### Work to be completed
In the answer, each entry below appears exactly as given, and no picture appears at all.

### The data
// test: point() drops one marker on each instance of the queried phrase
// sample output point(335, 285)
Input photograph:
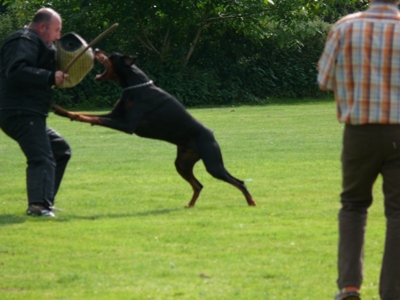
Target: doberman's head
point(119, 68)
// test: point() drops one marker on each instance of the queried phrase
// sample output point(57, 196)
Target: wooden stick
point(95, 41)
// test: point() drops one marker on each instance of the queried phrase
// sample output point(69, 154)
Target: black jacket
point(27, 68)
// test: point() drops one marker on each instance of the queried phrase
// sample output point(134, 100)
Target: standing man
point(27, 74)
point(361, 64)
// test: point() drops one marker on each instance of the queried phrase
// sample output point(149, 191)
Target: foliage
point(202, 51)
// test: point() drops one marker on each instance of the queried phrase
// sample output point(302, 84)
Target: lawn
point(125, 234)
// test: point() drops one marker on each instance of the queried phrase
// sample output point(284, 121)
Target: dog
point(150, 112)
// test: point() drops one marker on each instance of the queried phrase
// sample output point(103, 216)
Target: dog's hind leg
point(184, 163)
point(210, 153)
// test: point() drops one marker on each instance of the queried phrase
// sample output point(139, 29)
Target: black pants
point(369, 150)
point(47, 154)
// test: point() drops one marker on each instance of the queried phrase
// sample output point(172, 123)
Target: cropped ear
point(129, 60)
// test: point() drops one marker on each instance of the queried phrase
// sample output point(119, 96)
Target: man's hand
point(60, 76)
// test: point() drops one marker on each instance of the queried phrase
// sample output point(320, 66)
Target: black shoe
point(349, 295)
point(38, 210)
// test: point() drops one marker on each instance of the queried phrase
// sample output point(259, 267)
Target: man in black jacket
point(27, 74)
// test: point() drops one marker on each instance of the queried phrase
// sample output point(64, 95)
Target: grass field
point(124, 233)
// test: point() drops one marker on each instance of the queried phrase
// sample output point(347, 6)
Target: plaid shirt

### Task result
// test: point() drops one marker on each instance of the queried phrase
// sample output point(335, 285)
Input photograph:
Target: doberman's head
point(119, 68)
// test: point() drops one marker on each instance of the queried phrase
// sample output point(57, 196)
Target: wooden stick
point(95, 41)
// test: point() drops one marker on each instance of the queried phrase
// sample output point(69, 154)
Target: black jacket
point(27, 68)
// test: point() drops one marker on each instance of the queried phrase
// sample output point(134, 100)
Target: standing man
point(27, 74)
point(361, 64)
// test: point() drops one marker on each instance of the queried phrase
// sample output point(149, 191)
Target: foliage
point(202, 51)
// test: point() drops one marker on each instance of the queried phrase
// sample output point(302, 84)
Target: lawn
point(125, 234)
// test: point() drops one marker on each instance of the queried phrase
// sample output point(284, 121)
Target: dog
point(150, 112)
// test: point() drops one marker on each instance of the queried phrase
// sample output point(103, 216)
Target: dog's hind leg
point(184, 163)
point(210, 153)
// test: point() drops one marker on each instance of the queried phrase
// sample output point(139, 29)
Target: black pants
point(369, 150)
point(47, 154)
// test: point() drops one marker on each instance of the queried phrase
// sample output point(172, 123)
Target: cropped ear
point(129, 60)
// test: point() drops one marker on each instance of the queried phrase
// sample output point(119, 96)
Target: man's hand
point(60, 76)
// test: point() drops one marker on each instance of the queried phrase
// sample output point(320, 66)
Target: black shoe
point(349, 295)
point(38, 210)
// test: point() drops one marker on each instance of the queried phrase
// sample output point(259, 267)
Target: man in black jacket
point(27, 74)
// test: point() drops one marker on each instance of the queried phrase
// sample output point(64, 95)
Target: grass field
point(124, 233)
// test: point() drops one marker on each instance of the queried phrase
// sample output point(347, 6)
Target: plaid shirt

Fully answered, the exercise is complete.